Copy out every one of the rows below verbatim, omitting the pictures.

** Data supplied **
_ _ _ _ _
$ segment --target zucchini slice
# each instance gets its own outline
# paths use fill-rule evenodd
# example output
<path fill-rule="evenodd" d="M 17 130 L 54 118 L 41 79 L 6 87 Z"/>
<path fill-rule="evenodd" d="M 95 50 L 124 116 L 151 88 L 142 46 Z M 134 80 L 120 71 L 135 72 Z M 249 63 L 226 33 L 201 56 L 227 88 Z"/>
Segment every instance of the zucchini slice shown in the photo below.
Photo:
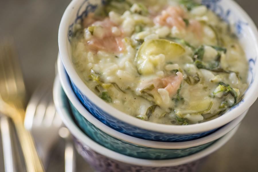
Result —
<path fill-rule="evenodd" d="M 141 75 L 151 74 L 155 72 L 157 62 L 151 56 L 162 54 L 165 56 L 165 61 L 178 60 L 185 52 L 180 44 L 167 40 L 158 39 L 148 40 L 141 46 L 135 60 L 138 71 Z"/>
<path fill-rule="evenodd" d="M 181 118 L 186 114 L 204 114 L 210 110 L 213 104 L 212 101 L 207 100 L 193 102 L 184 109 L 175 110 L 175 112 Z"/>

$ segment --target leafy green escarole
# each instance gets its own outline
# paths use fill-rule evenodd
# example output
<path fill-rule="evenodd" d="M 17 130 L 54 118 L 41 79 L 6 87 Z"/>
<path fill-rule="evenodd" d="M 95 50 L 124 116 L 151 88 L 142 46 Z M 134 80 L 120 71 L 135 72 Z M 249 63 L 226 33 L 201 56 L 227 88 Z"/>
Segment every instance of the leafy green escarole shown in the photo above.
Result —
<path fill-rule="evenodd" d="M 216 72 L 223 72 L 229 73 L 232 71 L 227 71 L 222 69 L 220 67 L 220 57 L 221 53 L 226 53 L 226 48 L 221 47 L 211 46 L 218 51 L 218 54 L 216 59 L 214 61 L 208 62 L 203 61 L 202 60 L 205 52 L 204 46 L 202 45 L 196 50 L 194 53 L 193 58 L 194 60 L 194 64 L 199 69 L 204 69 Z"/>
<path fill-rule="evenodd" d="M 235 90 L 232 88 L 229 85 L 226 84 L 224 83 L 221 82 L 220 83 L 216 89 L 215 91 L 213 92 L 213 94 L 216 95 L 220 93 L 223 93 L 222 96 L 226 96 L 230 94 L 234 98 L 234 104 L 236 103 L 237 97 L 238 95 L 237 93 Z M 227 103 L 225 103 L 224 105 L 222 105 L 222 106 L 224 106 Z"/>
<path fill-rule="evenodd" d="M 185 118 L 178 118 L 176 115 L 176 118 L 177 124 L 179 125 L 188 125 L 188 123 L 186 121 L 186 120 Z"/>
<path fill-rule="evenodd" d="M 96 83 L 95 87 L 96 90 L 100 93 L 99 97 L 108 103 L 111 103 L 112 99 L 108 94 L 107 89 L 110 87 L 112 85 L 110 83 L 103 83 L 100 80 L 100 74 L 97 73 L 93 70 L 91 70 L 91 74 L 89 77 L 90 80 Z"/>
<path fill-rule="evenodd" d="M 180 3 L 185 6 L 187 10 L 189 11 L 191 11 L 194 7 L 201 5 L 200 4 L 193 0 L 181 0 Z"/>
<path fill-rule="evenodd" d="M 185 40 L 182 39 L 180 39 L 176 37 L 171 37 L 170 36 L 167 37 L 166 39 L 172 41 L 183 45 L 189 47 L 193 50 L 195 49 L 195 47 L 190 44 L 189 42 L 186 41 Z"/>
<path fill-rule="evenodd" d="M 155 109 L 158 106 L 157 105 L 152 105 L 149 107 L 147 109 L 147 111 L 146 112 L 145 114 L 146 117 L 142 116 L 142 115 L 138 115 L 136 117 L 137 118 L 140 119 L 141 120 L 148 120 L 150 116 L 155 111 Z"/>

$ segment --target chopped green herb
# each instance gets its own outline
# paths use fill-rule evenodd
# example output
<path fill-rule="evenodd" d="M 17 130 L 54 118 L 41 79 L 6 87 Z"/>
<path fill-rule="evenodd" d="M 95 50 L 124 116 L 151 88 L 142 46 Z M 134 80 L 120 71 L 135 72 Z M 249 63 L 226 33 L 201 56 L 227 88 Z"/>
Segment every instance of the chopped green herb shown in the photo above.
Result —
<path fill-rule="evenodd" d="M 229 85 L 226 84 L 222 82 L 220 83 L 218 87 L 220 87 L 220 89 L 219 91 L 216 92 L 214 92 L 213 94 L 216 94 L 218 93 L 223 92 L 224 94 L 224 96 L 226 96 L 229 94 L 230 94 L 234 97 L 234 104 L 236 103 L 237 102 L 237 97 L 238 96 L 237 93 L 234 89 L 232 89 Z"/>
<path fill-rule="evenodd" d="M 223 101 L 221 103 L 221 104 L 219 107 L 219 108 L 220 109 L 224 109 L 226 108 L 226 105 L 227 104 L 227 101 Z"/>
_ _ _ _ _
** Response to this task **
$ segment --target zucchini slice
# each instance gets its own outline
# paths use fill-rule evenodd
# example output
<path fill-rule="evenodd" d="M 17 130 L 54 118 L 41 79 L 6 87 Z"/>
<path fill-rule="evenodd" d="M 95 50 L 124 116 L 151 88 L 142 46 Z M 134 80 L 120 71 L 135 72 Z M 249 63 L 226 33 L 201 56 L 227 88 Z"/>
Segment every instance of the zucchini slice shown in the photo below.
Photo:
Result —
<path fill-rule="evenodd" d="M 141 75 L 151 74 L 155 72 L 157 62 L 151 56 L 162 54 L 165 56 L 165 61 L 178 60 L 185 52 L 180 44 L 167 40 L 158 39 L 148 40 L 141 46 L 135 60 L 138 71 Z"/>
<path fill-rule="evenodd" d="M 181 118 L 186 114 L 204 114 L 210 110 L 213 104 L 212 101 L 207 100 L 193 102 L 184 109 L 175 110 L 175 112 Z"/>

$ segment --target leafy green escarole
# each instance gets its own outline
# paths use fill-rule evenodd
# example output
<path fill-rule="evenodd" d="M 17 130 L 54 118 L 41 79 L 6 87 Z"/>
<path fill-rule="evenodd" d="M 95 50 L 124 116 L 151 88 L 142 46 Z M 134 80 L 120 71 L 135 72 Z M 249 63 L 226 33 L 201 56 L 227 88 Z"/>
Segment every instance of the leafy green escarole shown in the photo above.
Result —
<path fill-rule="evenodd" d="M 216 72 L 223 72 L 229 73 L 232 71 L 227 71 L 222 69 L 220 67 L 220 57 L 221 53 L 226 53 L 226 48 L 221 47 L 211 46 L 218 51 L 218 54 L 216 59 L 214 61 L 208 62 L 203 61 L 202 60 L 205 52 L 204 46 L 202 45 L 196 50 L 194 53 L 193 58 L 194 60 L 194 64 L 199 69 L 204 69 Z"/>
<path fill-rule="evenodd" d="M 235 90 L 232 88 L 229 85 L 226 84 L 224 83 L 221 82 L 220 83 L 216 89 L 215 91 L 213 92 L 213 94 L 216 95 L 220 93 L 223 93 L 222 96 L 226 96 L 230 94 L 234 98 L 234 104 L 236 103 L 237 97 L 238 95 L 237 93 Z M 227 103 L 225 103 L 224 105 L 222 105 L 222 106 L 224 106 Z"/>
<path fill-rule="evenodd" d="M 185 118 L 178 118 L 176 115 L 176 118 L 177 124 L 179 125 L 188 125 L 188 123 L 186 121 L 186 120 Z"/>
<path fill-rule="evenodd" d="M 96 83 L 95 87 L 96 90 L 100 93 L 99 97 L 108 103 L 111 103 L 112 99 L 108 94 L 107 89 L 110 87 L 112 85 L 110 83 L 103 83 L 100 80 L 100 74 L 97 73 L 93 70 L 91 70 L 91 74 L 89 77 L 90 80 Z"/>
<path fill-rule="evenodd" d="M 180 3 L 185 6 L 187 10 L 189 11 L 191 11 L 194 7 L 201 5 L 200 4 L 193 0 L 181 0 Z"/>
<path fill-rule="evenodd" d="M 185 40 L 182 39 L 180 39 L 176 37 L 171 37 L 170 36 L 167 37 L 166 39 L 172 41 L 183 45 L 189 47 L 193 50 L 195 49 L 195 47 L 190 44 L 189 42 L 186 41 Z"/>
<path fill-rule="evenodd" d="M 155 109 L 158 106 L 157 105 L 152 105 L 149 107 L 147 109 L 147 111 L 146 112 L 145 114 L 146 117 L 142 116 L 142 115 L 138 115 L 136 117 L 137 118 L 140 119 L 141 120 L 148 120 L 150 116 L 155 111 Z"/>

$ segment --target chopped green herb
# each instance gets its own outline
# paths use fill-rule evenodd
# example output
<path fill-rule="evenodd" d="M 17 130 L 54 118 L 41 79 L 6 87 Z"/>
<path fill-rule="evenodd" d="M 95 50 L 124 116 L 151 88 L 142 46 Z M 134 80 L 120 71 L 135 72 Z M 249 63 L 226 33 L 201 56 L 227 88 Z"/>
Segment every instance of the chopped green herb shown in the photo above.
Result —
<path fill-rule="evenodd" d="M 229 85 L 226 84 L 222 82 L 220 83 L 218 87 L 220 87 L 220 89 L 219 91 L 216 92 L 214 92 L 213 94 L 216 94 L 218 93 L 223 92 L 224 94 L 224 96 L 226 96 L 229 94 L 230 94 L 234 97 L 234 104 L 236 103 L 237 102 L 237 97 L 238 96 L 237 93 L 234 89 L 232 89 Z"/>
<path fill-rule="evenodd" d="M 223 101 L 221 103 L 221 104 L 219 107 L 219 108 L 220 109 L 224 109 L 226 108 L 226 105 L 227 104 L 227 101 Z"/>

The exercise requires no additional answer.